Please answer from the text about Joel Gibb and The Hidden Cameras: does Gibb write the music or the lyrics first?

··· Text provided ···

Why, I ask, should this be? The answer can be found in an interview, one that Joel Gibb conducted with Johnny Greenwood from 1995, asking questions like:
“What was teen life like for you?”
“Did you ever envision yourself as a rock star when you were younger?”
“Who do you think is funnier, Dawn French or Jennifer Saunders?”
And “Where’s the mystery?”
This last question is the key, I think, to explaining Joel Gibb’s frustration: the mystery is there all right, but people insist on reducing it to the basest of cliches. As he said in response to my end of year question – How have you changed in 2003? – “I think I grew up a lot this year but also became disillusioned with the world a bit too, oh well.” As an interviewee he was taciturn, but direct.
What do you think about couples snogging to your music?
“They don’t really get it, do they?”
Your lyrics are filled with references to Christianity . . .
Well, let’s just say that I had a religious upbringing.
But you’re not religious?
No.
Atheist?
“No. I think if you start considering yourself an atheist you are part of the same thing. You become just as obsessed.”
One of things which one notices most about Hidden Cameras is the division between form and content . . .
“Well I write the music first, then hum on top of that. The lyrics are written separately to the music.”
This last point is revealing, for The Hidden Cameras play innersleeve pop; music that requires the listener to have the lyrics booklet in front of them as it plays; if, that is, they want the full effect. Both at St. Giles and on the album, the lyrics were muffled and inaudible, sounding nothing more than sounds without intrinsic meaning, just another part of their melodic pop. If the lyrics weren’t terribly good, this would be understandable; but they are good, very good. Take the exquisite metaphors on ‘Animals of Prey’:
We fall down in pairs,
moles locked in a blind stare
Your pearly mouth, it cracks a smile
without a sound, the blind lead blind
We the animals of prey have become cannibals untamed
under the stars the moles go far into the earth like a sinking stone
Endless analysis and admiration could be expended on Gibb’s lyrics. The word “Morrissey” is often bandied around without justification, but Gibb deserves to be mentioned in the same company, if only for the fact that his lyrics having a similarly intuitive, inspired quality. It is just a pity we can’t hear them articulated, one feels it would take them to a new level.

··· Stored rows ···

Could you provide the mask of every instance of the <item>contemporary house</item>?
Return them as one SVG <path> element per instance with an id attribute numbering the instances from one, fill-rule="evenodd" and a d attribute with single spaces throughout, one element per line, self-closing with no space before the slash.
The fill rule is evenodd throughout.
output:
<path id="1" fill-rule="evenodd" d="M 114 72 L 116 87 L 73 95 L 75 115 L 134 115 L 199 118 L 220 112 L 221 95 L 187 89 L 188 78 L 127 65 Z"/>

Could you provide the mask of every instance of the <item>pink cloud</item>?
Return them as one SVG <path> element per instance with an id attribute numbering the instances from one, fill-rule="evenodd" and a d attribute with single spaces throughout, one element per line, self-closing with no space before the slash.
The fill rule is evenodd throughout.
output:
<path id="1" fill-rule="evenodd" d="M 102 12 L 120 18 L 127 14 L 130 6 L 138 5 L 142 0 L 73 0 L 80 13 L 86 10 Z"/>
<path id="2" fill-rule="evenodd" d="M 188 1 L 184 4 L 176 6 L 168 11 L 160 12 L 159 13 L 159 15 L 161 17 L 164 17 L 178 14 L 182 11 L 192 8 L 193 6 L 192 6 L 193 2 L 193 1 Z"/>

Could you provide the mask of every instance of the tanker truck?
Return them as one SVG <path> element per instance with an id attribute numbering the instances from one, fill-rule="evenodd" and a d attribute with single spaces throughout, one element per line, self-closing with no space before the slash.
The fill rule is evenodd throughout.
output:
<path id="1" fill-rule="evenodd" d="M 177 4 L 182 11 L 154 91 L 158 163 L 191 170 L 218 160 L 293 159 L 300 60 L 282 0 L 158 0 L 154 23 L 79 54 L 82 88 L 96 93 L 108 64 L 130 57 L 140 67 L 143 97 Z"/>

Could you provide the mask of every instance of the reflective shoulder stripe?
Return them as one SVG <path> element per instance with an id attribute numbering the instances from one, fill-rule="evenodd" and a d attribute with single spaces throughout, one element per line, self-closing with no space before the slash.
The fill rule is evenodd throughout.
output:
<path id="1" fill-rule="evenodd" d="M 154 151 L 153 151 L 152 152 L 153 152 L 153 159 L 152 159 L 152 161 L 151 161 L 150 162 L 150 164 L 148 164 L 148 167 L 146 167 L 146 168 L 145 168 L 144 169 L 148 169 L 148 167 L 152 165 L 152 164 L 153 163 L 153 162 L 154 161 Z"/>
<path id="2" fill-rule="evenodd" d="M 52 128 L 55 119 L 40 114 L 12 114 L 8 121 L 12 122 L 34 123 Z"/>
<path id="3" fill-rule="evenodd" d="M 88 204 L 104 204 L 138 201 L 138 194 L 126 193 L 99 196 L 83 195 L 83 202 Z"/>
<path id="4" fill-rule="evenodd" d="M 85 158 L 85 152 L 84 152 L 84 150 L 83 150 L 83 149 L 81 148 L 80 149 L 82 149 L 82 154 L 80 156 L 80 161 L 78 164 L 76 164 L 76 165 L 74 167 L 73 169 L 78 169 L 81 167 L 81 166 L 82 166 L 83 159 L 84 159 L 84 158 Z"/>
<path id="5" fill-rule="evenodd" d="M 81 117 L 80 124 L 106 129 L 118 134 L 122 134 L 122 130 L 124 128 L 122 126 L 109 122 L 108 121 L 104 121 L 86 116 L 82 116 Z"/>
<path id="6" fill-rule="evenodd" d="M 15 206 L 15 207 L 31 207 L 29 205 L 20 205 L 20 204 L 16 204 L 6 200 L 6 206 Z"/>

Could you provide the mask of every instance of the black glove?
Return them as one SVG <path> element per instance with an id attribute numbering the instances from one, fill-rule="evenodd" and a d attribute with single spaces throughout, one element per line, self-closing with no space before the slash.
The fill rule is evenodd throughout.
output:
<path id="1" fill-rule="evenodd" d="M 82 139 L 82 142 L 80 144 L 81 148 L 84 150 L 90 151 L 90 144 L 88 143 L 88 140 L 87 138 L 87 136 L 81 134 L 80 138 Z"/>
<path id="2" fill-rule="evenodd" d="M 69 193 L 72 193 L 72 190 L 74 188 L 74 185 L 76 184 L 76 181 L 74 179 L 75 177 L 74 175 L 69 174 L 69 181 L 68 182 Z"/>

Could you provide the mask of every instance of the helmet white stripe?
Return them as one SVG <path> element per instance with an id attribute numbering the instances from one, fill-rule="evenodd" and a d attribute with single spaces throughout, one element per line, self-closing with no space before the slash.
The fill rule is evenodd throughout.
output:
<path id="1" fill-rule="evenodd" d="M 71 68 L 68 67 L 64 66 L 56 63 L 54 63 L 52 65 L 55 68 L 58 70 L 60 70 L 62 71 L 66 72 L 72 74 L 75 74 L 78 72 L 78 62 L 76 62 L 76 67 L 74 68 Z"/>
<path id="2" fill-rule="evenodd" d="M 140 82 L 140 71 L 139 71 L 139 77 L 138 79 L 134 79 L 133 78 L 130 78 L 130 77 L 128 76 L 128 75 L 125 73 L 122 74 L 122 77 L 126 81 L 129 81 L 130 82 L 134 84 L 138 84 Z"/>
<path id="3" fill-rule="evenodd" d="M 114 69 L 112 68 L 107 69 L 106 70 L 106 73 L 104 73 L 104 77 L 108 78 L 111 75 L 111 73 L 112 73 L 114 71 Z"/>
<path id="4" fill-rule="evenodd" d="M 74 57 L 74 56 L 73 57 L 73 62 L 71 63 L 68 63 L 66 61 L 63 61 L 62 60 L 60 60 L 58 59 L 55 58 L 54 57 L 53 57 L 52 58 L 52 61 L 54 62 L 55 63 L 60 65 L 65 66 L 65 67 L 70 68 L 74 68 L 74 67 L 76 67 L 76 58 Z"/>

···

Answer in full: The music comes first, and he hums on top of it; the lyrics are written separately.